Items uit een set met puntaanduidingen
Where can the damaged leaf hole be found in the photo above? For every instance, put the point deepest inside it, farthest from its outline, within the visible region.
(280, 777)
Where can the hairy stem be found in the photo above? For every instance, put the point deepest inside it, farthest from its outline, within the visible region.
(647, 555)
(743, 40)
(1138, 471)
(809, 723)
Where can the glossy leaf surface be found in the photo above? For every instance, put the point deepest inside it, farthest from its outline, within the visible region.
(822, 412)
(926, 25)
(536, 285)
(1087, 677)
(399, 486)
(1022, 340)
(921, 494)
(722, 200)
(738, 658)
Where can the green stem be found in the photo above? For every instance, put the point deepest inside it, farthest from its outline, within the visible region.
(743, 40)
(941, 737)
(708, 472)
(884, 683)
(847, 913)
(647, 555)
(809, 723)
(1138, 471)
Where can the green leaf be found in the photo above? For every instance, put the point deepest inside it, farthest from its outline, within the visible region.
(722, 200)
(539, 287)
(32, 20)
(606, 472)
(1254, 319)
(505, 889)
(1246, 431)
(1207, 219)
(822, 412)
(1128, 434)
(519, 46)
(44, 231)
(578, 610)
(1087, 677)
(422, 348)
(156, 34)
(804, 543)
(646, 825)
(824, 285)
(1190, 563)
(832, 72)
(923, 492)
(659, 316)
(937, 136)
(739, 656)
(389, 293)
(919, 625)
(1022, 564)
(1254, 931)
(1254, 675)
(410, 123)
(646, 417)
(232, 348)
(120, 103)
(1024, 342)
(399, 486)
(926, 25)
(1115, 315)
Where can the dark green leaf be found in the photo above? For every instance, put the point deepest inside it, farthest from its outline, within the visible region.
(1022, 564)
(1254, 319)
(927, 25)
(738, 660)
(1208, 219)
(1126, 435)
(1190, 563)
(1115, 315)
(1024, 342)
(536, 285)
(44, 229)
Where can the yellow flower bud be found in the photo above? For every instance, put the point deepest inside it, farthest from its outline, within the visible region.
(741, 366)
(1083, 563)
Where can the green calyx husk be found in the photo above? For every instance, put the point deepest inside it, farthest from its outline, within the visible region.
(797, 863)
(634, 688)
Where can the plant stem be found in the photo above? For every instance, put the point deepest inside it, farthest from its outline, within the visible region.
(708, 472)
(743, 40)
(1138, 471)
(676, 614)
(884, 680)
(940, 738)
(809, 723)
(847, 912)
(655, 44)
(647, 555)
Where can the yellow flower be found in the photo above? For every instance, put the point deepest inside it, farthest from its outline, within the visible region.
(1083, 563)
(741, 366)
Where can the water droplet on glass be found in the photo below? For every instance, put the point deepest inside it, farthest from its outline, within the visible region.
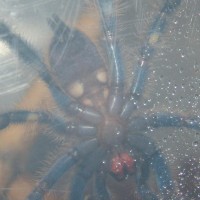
(195, 143)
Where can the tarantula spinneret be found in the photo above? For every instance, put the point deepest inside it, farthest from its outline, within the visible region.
(101, 110)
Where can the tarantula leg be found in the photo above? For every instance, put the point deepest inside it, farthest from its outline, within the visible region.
(21, 47)
(162, 173)
(163, 120)
(154, 159)
(87, 169)
(101, 192)
(23, 116)
(29, 56)
(61, 166)
(157, 28)
(108, 19)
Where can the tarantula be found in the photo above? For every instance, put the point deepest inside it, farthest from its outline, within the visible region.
(102, 112)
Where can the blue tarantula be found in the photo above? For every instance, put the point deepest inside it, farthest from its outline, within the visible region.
(101, 111)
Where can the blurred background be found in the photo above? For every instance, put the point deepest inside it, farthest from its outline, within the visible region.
(173, 84)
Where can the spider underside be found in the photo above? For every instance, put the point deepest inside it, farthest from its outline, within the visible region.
(103, 115)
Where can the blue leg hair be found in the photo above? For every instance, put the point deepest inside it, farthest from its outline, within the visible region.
(163, 120)
(29, 56)
(87, 169)
(108, 18)
(61, 166)
(56, 123)
(157, 28)
(101, 192)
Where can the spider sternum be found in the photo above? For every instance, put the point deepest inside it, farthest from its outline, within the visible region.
(111, 131)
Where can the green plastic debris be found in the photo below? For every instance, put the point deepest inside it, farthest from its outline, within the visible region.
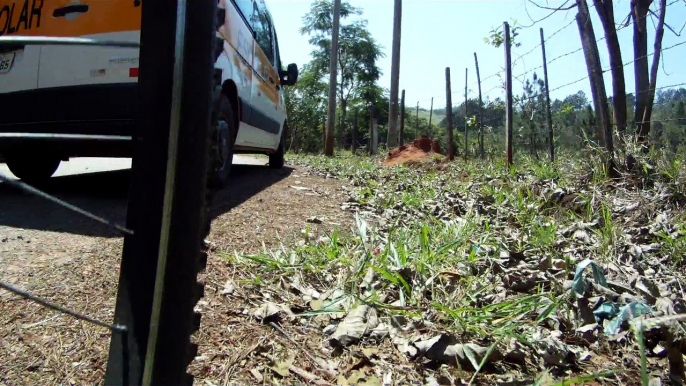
(626, 313)
(606, 311)
(580, 286)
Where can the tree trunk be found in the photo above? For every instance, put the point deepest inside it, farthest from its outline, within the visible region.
(639, 12)
(605, 12)
(341, 125)
(595, 75)
(353, 147)
(659, 32)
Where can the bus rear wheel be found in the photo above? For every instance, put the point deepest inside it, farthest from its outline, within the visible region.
(33, 168)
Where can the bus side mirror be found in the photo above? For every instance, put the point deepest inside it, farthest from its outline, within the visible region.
(290, 76)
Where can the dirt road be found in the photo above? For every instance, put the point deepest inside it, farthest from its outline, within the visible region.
(74, 262)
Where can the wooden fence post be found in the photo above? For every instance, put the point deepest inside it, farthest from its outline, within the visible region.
(549, 118)
(481, 111)
(508, 98)
(401, 138)
(333, 71)
(466, 117)
(449, 114)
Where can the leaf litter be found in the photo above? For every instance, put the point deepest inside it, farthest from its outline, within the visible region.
(470, 274)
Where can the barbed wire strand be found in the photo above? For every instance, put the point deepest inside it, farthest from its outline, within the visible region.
(544, 41)
(563, 55)
(47, 304)
(30, 189)
(581, 48)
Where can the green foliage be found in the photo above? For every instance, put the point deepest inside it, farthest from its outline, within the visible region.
(496, 36)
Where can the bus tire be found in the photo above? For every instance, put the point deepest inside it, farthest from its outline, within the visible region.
(277, 159)
(33, 168)
(222, 143)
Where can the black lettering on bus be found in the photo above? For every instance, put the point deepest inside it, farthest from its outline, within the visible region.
(5, 11)
(11, 29)
(24, 16)
(36, 11)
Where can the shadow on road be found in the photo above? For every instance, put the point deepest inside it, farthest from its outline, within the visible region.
(105, 194)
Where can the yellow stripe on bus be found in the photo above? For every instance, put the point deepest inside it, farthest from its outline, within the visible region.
(46, 17)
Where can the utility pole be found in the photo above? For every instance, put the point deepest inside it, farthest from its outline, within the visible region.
(481, 111)
(333, 74)
(354, 144)
(395, 76)
(549, 118)
(431, 113)
(466, 116)
(509, 117)
(401, 141)
(417, 116)
(449, 114)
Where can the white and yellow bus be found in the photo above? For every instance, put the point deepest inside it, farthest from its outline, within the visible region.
(85, 98)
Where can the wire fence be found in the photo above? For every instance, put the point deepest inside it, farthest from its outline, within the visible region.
(154, 316)
(494, 94)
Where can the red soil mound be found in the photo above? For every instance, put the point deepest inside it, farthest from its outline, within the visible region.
(423, 149)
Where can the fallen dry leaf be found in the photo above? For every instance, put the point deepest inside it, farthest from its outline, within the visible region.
(359, 321)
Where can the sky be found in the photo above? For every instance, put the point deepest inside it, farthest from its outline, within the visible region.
(446, 33)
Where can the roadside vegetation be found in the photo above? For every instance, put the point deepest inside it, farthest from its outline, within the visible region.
(468, 273)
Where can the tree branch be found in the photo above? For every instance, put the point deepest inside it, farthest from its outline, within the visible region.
(665, 24)
(656, 60)
(560, 8)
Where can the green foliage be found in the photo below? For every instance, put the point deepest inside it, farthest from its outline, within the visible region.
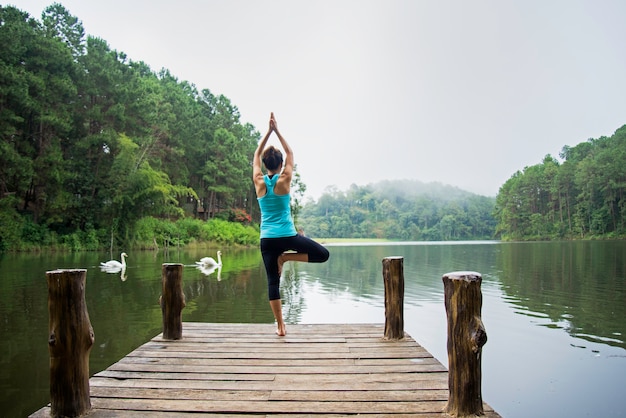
(151, 231)
(400, 210)
(91, 143)
(584, 197)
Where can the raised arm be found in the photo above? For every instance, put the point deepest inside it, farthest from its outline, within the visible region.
(257, 172)
(289, 162)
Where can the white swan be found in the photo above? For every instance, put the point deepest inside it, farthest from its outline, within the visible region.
(114, 264)
(207, 262)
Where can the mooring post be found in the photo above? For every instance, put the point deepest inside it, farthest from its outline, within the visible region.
(466, 337)
(69, 343)
(172, 301)
(393, 277)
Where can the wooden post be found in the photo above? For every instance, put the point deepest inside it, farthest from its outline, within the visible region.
(393, 277)
(69, 343)
(172, 301)
(466, 337)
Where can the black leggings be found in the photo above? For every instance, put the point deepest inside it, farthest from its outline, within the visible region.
(272, 248)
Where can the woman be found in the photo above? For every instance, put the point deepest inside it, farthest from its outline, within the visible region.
(279, 240)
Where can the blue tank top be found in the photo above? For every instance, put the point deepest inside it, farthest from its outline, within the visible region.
(276, 221)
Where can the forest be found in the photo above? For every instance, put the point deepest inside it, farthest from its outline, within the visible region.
(92, 143)
(584, 197)
(100, 151)
(407, 210)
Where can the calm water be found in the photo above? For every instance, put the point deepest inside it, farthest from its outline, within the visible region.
(555, 313)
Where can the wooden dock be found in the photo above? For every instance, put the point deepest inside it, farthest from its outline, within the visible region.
(238, 370)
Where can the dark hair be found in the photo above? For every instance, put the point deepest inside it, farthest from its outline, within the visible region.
(272, 158)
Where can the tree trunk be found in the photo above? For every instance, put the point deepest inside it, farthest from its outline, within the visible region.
(70, 341)
(393, 277)
(466, 337)
(172, 301)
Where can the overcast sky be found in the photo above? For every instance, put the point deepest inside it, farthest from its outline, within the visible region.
(459, 92)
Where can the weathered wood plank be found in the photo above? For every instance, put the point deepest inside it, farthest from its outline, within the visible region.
(237, 370)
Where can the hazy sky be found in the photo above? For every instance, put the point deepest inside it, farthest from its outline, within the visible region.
(460, 92)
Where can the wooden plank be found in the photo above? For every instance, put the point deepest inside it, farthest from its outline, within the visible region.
(236, 370)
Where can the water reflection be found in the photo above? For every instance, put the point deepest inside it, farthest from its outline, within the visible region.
(542, 303)
(578, 287)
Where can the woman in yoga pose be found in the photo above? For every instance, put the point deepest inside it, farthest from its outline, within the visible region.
(280, 241)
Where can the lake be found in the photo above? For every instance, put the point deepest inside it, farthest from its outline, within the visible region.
(555, 313)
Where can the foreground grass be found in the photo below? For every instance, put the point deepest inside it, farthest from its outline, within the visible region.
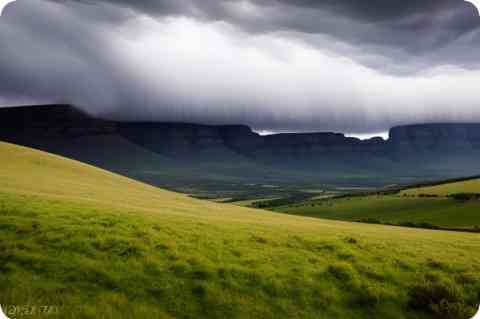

- [Opdrachteisen]: Verzamel uit de items hierboven elke regel waarin het woord "tarantula" voorkomt, en schrijf die regels ongewijzigd over.

- [Opgeloste opgave]:
Where can the tarantula spinneret be found in the photo above? For every instance, put the point deepest inside it, farthest from its outline, within the visible region.
Where can the tarantula leg be found in the photo above? For every instance, put the point deepest inside it, farthest from its outline, within the visible region.
Where can the tarantula be found in the photo above? For every instance, put the point deepest inside it, farthest from its outline, within the visible region.
Where can the blue tarantula be found in the photo above? For every instance, put the point deepest inside it, farthest from its outline, within the visible region.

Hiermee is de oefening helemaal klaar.